- [What to do]:
Copy out, without any changes, the lines that run from the line containing "tree in the photo above." through the line containing "pixel 369 274", including both of those lines.
START Available records
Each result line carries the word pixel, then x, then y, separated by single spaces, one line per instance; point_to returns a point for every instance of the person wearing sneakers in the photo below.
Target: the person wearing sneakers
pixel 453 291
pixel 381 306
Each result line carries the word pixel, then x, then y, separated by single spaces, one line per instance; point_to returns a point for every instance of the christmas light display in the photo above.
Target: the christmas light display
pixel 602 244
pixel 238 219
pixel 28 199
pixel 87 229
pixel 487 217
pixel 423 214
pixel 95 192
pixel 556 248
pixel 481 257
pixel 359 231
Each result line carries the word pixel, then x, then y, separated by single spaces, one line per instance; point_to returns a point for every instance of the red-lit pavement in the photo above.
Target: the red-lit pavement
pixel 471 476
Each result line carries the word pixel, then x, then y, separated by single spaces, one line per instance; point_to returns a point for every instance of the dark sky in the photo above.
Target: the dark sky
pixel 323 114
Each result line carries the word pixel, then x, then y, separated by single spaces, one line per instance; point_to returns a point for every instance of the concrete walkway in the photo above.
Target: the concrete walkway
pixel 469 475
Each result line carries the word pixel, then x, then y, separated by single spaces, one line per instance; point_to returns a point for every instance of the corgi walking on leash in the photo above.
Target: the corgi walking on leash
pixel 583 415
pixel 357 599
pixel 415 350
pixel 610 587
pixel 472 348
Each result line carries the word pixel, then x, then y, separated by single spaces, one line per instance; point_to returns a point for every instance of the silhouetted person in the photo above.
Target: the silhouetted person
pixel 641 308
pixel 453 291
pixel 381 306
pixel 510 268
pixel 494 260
END Available records
START Available records
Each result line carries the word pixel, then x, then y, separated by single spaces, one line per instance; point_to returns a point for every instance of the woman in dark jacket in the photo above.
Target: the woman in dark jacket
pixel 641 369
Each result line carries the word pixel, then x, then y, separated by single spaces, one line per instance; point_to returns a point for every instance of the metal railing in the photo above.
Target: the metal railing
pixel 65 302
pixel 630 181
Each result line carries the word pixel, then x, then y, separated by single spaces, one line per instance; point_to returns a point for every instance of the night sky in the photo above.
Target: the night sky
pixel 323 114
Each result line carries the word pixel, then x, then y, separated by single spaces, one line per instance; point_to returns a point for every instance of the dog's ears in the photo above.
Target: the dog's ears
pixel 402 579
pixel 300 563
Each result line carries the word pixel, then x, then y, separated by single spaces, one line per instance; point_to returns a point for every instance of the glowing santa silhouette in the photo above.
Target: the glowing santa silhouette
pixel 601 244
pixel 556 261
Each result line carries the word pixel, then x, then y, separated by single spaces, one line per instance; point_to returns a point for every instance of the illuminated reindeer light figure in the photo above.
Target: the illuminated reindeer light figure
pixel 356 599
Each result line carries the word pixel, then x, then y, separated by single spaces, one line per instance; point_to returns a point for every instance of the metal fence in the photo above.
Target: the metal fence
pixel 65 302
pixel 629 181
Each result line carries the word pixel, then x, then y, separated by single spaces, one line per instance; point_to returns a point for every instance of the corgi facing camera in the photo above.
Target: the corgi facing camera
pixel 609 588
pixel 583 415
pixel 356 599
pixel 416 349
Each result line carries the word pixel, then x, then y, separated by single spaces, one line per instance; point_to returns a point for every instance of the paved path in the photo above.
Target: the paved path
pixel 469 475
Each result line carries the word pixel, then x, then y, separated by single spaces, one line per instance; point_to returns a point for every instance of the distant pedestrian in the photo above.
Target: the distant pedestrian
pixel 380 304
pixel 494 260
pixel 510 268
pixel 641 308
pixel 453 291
END Available records
START Available records
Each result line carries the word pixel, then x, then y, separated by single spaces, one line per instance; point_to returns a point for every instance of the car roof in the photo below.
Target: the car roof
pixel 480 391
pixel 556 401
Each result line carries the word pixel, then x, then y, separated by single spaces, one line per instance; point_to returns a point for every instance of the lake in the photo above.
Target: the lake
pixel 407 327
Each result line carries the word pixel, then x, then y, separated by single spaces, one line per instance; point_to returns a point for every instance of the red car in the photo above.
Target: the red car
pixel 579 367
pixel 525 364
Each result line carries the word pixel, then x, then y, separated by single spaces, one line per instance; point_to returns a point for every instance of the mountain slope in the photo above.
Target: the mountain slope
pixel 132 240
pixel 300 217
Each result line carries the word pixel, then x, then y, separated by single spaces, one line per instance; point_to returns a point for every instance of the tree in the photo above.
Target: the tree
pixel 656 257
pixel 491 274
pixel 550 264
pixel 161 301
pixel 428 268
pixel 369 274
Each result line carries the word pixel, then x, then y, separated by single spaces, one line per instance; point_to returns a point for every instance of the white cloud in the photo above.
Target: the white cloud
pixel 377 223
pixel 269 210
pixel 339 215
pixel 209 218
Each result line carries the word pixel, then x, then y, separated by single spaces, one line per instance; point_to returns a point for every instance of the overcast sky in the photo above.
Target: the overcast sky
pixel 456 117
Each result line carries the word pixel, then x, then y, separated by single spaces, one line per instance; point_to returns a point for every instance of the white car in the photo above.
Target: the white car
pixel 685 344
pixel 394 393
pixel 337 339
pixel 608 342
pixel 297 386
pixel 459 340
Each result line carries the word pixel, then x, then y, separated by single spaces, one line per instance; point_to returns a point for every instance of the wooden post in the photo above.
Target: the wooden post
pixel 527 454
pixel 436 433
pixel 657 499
END Available records
- [Final answer]:
Each result line carries the word pixel, then x, then y, separated by single spaces, one line per instance; point_to returns a point for every instance of the tree in the photo above.
Target: the tree
pixel 656 257
pixel 491 274
pixel 550 264
pixel 161 301
pixel 428 268
pixel 369 274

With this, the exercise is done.